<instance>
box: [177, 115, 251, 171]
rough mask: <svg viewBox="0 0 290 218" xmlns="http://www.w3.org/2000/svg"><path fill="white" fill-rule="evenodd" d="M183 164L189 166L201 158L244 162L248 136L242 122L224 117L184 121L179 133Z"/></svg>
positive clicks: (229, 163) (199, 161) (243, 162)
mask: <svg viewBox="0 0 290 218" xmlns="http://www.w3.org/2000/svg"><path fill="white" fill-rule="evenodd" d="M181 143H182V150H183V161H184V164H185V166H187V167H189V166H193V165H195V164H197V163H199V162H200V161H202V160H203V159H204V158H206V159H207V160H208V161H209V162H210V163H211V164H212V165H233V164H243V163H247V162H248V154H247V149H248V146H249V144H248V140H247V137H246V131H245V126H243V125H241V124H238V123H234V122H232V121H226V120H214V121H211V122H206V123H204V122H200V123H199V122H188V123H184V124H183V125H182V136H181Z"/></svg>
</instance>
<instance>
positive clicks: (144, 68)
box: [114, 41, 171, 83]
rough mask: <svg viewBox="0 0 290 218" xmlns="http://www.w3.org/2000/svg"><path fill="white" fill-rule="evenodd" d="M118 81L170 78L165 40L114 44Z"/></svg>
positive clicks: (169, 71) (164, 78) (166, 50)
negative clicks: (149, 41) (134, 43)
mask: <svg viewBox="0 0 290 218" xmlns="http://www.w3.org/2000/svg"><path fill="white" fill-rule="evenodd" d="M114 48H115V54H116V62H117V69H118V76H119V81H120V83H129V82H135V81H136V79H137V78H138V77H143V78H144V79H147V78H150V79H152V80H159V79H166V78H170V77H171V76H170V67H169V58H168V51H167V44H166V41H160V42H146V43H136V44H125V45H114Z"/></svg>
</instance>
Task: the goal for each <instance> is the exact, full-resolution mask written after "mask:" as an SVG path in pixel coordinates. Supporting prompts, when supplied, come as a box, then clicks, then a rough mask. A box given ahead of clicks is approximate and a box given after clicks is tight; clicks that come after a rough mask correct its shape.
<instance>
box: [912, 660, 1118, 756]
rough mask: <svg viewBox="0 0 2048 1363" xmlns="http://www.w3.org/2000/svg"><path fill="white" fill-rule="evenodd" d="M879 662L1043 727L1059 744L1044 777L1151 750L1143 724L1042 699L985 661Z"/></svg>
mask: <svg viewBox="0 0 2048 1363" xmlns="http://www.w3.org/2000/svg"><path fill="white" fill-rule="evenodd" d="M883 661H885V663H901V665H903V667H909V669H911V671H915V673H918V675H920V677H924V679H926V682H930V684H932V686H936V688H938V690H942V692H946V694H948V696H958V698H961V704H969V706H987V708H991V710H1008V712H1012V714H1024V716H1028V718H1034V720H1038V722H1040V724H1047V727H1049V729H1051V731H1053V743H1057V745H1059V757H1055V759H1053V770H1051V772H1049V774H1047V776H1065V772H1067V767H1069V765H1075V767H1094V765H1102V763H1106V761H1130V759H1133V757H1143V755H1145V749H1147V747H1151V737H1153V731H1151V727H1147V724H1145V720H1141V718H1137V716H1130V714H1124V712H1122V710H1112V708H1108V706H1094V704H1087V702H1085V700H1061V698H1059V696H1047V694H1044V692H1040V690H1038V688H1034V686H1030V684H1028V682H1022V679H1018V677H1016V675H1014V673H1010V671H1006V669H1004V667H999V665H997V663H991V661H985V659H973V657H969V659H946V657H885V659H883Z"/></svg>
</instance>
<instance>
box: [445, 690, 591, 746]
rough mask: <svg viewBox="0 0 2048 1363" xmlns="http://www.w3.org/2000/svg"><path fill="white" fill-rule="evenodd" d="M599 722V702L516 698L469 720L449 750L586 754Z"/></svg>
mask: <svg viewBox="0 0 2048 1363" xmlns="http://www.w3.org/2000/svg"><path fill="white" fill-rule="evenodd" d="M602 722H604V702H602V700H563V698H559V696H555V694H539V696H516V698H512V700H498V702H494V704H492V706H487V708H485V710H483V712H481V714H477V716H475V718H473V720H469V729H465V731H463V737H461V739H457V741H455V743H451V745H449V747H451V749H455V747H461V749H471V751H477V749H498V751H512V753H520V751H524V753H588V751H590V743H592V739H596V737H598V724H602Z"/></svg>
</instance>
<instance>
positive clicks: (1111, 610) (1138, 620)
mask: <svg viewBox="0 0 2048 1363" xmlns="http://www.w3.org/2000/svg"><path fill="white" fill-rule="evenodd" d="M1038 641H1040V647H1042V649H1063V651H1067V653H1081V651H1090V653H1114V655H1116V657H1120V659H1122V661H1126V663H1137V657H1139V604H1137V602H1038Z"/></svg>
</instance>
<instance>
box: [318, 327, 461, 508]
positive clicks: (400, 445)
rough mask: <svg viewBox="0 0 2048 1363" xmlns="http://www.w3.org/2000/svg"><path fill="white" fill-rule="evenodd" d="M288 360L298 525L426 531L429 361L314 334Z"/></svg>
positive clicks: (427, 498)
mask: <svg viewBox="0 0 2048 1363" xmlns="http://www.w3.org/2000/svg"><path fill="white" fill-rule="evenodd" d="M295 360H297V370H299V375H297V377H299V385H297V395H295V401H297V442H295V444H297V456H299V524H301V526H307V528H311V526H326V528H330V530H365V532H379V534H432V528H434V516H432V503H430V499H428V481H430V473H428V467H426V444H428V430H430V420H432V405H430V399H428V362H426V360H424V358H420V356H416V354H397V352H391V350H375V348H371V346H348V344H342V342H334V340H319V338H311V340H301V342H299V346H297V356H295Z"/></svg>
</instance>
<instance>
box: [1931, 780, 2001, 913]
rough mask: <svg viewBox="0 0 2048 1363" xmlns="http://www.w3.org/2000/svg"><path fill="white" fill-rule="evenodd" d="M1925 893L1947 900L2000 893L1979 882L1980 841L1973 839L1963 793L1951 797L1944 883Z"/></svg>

□ □ □ □ □ □ □

■ WORK TO BE COMPLETED ■
Please write out the entries above in full, exactly as they read.

■ ANSWER TO THE PROBLEM ■
<instance>
box: [177, 115, 251, 171]
rough mask: <svg viewBox="0 0 290 218" xmlns="http://www.w3.org/2000/svg"><path fill="white" fill-rule="evenodd" d="M183 164L189 166L201 158L244 162L248 136L242 122L224 117L184 121L179 133Z"/></svg>
positive clicks: (229, 163) (199, 161) (243, 162)
mask: <svg viewBox="0 0 290 218" xmlns="http://www.w3.org/2000/svg"><path fill="white" fill-rule="evenodd" d="M181 143H182V150H183V161H184V164H185V166H187V167H189V166H193V165H195V164H197V163H199V162H200V161H202V160H203V159H204V158H206V159H207V160H208V161H209V162H210V163H211V164H212V165H233V164H243V163H247V162H248V154H247V149H248V146H249V144H248V140H247V137H246V131H245V126H243V125H241V124H238V123H234V122H232V121H226V120H214V121H211V122H206V123H204V122H200V123H199V122H188V123H184V124H183V125H182V136H181Z"/></svg>
</instance>
<instance>
positive clicks: (144, 68)
box: [114, 41, 171, 83]
rough mask: <svg viewBox="0 0 290 218" xmlns="http://www.w3.org/2000/svg"><path fill="white" fill-rule="evenodd" d="M118 81L170 78L165 40L114 44Z"/></svg>
positive clicks: (169, 71) (164, 78) (166, 50)
negative clicks: (149, 41) (134, 43)
mask: <svg viewBox="0 0 290 218" xmlns="http://www.w3.org/2000/svg"><path fill="white" fill-rule="evenodd" d="M114 48H115V54H116V62H117V69H118V76H119V81H120V83H129V82H135V81H136V79H137V78H138V77H143V78H144V79H147V78H150V79H152V80H159V79H166V78H170V77H171V76H170V67H169V58H168V51H167V44H166V41H160V42H146V43H136V44H125V45H114Z"/></svg>
</instance>
Task: the goal for each <instance> is the exact, full-resolution mask written after "mask:" as an SVG path in pixel coordinates. Supporting prompts, when supplied, come as a box, then clicks, then a rough mask. A box given ahead of clicks is approximate and a box given after clicks is tight; clicks that come after a rough mask correct its shape.
<instance>
box: [912, 660, 1118, 756]
rough mask: <svg viewBox="0 0 2048 1363" xmlns="http://www.w3.org/2000/svg"><path fill="white" fill-rule="evenodd" d="M879 662L1043 727L1059 744L1044 777L1151 750L1143 724L1042 699L985 661Z"/></svg>
mask: <svg viewBox="0 0 2048 1363" xmlns="http://www.w3.org/2000/svg"><path fill="white" fill-rule="evenodd" d="M883 661H885V663H901V665H903V667H909V669H911V671H915V673H918V675H920V677H924V679H926V682H930V684H932V686H936V688H938V690H942V692H946V694H948V696H958V698H961V704H969V706H987V708H991V710H1008V712H1012V714H1024V716H1028V718H1034V720H1038V722H1040V724H1047V727H1049V729H1051V731H1053V743H1057V745H1059V757H1055V759H1053V770H1051V772H1049V774H1047V776H1065V772H1067V767H1069V765H1075V767H1094V765H1102V763H1106V761H1130V759H1133V757H1143V755H1145V749H1147V747H1151V737H1153V731H1151V727H1147V724H1145V720H1141V718H1137V716H1130V714H1124V712H1122V710H1112V708H1108V706H1094V704H1087V702H1085V700H1061V698H1059V696H1047V694H1044V692H1040V690H1038V688H1034V686H1030V684H1028V682H1022V679H1018V677H1016V675H1014V673H1010V671H1006V669H1004V667H999V665H997V663H991V661H985V659H973V657H969V659H946V657H885V659H883Z"/></svg>
</instance>
<instance>
box: [445, 690, 591, 746]
rough mask: <svg viewBox="0 0 2048 1363" xmlns="http://www.w3.org/2000/svg"><path fill="white" fill-rule="evenodd" d="M599 722V702L516 698L469 720L449 750L586 754Z"/></svg>
mask: <svg viewBox="0 0 2048 1363" xmlns="http://www.w3.org/2000/svg"><path fill="white" fill-rule="evenodd" d="M602 722H604V702H602V700H563V698H559V696H555V694H539V696H516V698H512V700H498V702H494V704H492V706H487V708H485V710H483V712H481V714H477V716H475V718H473V720H469V729H465V731H463V737H461V739H457V741H455V743H451V745H449V747H451V749H455V747H461V749H471V751H477V749H498V751H512V753H520V751H524V753H588V751H590V743H592V739H596V737H598V724H602Z"/></svg>
</instance>
<instance>
positive clicks: (1111, 610) (1138, 620)
mask: <svg viewBox="0 0 2048 1363" xmlns="http://www.w3.org/2000/svg"><path fill="white" fill-rule="evenodd" d="M1038 641H1040V647H1042V649H1063V651H1067V653H1081V651H1090V653H1114V655H1116V657H1120V659H1122V661H1126V663H1137V657H1139V604H1137V602H1038Z"/></svg>
</instance>
<instance>
box: [318, 327, 461, 508]
positive clicks: (400, 445)
rough mask: <svg viewBox="0 0 2048 1363" xmlns="http://www.w3.org/2000/svg"><path fill="white" fill-rule="evenodd" d="M288 360L298 525L426 531L429 361L314 334Z"/></svg>
positive clicks: (427, 498)
mask: <svg viewBox="0 0 2048 1363" xmlns="http://www.w3.org/2000/svg"><path fill="white" fill-rule="evenodd" d="M295 360H297V370H299V375H297V377H299V385H297V395H295V401H297V442H295V444H297V456H299V524H301V526H307V528H311V526H326V528H330V530H365V532H379V534H432V528H434V516H432V503H430V499H428V481H430V473H428V467H426V444H428V430H430V420H432V405H430V399H428V362H426V360H424V358H420V356H416V354H397V352H391V350H375V348H371V346H348V344H342V342H334V340H319V338H311V340H301V342H299V346H297V356H295Z"/></svg>
</instance>
<instance>
box: [1931, 780, 2001, 913]
rough mask: <svg viewBox="0 0 2048 1363" xmlns="http://www.w3.org/2000/svg"><path fill="white" fill-rule="evenodd" d="M1925 893L1947 900L2000 893L1979 882L1980 841L1973 839L1963 793L1951 797L1944 883Z"/></svg>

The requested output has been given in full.